--- Start PASSAGE SHOWN ---

India's little Tibet

Dreamland of all fans of the Himalayas, a true alternative to oppressed Tibet – here people are still free to do and think whatever they want. Religion is really lived in the Buddhist monasteries, not only a show for tourists. If you’re outside and on the move you’ll meet soldiers and police men (Ladakh is a sensitive border region after all) – but they are generally very friendly to westerners and guests from abroad.

Ladakh is our Home

Nowhere in India we feel more secure, we are absolute experts and know our way around the state, we know it like the back of our hand.

Facts & Figures

Ladakh is a simple travel country in the furthest north of India, people are friendly, the climate very agreeable for westerners. The only thing worrying for travellers is the high altitude of 3,500 m on average. But if you follow some simple rules, you will adapt to the high altitude in a short time. Altitude sickness is very uncommon.

The Himalayas and the culture of Tibetan Buddhism have been fascinating people for a long time. Ladakh can combine those two in a very harmonious and carefree way.

--- End PASSAGE SHOWN ---
--- Start RECORD LIST ---

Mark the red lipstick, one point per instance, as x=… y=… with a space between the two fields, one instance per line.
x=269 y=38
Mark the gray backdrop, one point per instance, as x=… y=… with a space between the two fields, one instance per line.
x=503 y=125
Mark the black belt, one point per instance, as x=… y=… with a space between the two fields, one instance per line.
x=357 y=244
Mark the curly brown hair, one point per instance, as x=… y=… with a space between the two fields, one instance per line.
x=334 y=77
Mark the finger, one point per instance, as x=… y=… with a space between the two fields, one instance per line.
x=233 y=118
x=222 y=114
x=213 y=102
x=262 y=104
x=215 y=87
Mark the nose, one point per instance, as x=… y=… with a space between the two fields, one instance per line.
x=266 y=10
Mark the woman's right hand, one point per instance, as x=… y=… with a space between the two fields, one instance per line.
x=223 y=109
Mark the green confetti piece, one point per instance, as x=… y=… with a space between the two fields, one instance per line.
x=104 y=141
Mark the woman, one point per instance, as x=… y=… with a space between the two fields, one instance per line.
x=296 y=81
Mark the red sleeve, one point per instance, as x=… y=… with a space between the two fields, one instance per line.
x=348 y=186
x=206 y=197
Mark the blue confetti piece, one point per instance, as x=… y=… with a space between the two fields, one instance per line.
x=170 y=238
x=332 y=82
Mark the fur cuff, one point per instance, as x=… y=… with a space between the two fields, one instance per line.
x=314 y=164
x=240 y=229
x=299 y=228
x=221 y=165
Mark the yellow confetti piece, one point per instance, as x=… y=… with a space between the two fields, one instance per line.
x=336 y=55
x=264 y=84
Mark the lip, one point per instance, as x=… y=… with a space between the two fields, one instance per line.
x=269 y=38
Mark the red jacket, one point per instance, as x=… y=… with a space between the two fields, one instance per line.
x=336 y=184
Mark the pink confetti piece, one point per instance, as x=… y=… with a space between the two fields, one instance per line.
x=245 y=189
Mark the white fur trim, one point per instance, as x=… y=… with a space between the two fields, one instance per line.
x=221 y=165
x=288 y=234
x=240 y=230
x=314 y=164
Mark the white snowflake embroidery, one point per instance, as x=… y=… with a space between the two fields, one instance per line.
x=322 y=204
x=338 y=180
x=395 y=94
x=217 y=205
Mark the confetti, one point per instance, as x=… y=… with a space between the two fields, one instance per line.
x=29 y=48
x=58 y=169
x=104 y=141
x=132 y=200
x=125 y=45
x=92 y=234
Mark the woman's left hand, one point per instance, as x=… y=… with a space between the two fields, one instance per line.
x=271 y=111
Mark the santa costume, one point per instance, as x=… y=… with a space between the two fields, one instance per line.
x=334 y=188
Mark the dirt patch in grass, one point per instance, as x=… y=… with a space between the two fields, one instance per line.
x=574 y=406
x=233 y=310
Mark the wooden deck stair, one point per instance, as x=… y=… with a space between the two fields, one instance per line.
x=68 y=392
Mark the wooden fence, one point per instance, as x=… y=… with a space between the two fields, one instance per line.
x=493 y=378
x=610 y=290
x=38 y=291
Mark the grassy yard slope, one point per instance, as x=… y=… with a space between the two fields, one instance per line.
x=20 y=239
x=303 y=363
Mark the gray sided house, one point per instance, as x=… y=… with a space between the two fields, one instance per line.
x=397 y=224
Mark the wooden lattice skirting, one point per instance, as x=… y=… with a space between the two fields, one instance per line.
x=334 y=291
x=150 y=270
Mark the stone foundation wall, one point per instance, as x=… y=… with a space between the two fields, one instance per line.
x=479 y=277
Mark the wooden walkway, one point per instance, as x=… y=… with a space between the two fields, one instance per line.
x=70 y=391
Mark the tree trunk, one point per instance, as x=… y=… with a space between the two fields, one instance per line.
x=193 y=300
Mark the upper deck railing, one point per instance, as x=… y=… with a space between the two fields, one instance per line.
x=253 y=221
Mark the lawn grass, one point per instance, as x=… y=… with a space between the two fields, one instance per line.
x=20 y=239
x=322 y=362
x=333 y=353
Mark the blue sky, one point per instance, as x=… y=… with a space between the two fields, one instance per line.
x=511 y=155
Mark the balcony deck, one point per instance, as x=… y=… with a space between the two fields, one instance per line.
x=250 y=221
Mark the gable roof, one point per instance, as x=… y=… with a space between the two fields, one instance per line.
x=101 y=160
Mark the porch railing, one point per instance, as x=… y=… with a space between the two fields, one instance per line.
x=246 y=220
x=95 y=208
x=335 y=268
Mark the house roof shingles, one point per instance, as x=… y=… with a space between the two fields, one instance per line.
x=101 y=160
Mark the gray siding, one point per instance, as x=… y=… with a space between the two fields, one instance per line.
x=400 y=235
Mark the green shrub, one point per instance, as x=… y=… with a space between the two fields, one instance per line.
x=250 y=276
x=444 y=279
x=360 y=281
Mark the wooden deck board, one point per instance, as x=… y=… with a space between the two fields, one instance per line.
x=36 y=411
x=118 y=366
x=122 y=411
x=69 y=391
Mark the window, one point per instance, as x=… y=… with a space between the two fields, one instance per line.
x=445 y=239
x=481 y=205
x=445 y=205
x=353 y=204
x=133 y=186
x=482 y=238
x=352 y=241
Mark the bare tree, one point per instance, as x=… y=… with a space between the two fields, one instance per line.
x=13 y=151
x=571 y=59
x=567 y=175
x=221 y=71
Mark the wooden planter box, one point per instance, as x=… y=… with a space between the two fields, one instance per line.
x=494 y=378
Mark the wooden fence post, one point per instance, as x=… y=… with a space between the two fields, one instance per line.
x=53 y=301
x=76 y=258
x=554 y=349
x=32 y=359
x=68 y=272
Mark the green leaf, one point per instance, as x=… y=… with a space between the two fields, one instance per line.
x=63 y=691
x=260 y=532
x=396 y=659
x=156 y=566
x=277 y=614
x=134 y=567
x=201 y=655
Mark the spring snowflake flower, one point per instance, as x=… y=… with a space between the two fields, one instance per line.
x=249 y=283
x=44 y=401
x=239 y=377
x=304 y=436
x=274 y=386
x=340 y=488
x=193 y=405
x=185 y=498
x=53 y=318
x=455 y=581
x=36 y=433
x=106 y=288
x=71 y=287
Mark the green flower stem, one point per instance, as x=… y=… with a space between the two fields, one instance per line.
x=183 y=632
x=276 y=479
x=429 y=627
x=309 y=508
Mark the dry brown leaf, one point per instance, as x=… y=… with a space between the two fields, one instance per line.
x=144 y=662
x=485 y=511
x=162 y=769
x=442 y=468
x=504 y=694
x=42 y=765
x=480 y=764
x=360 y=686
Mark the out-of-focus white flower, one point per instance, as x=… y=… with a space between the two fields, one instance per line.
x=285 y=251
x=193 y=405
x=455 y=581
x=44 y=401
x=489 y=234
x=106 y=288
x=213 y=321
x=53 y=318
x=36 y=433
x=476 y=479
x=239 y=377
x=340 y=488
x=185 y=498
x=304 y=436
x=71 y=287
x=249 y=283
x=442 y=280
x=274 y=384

--- End RECORD LIST ---

What average altitude does the Ladakh passage give for the region? The lines aren't needed for this.

3,500 m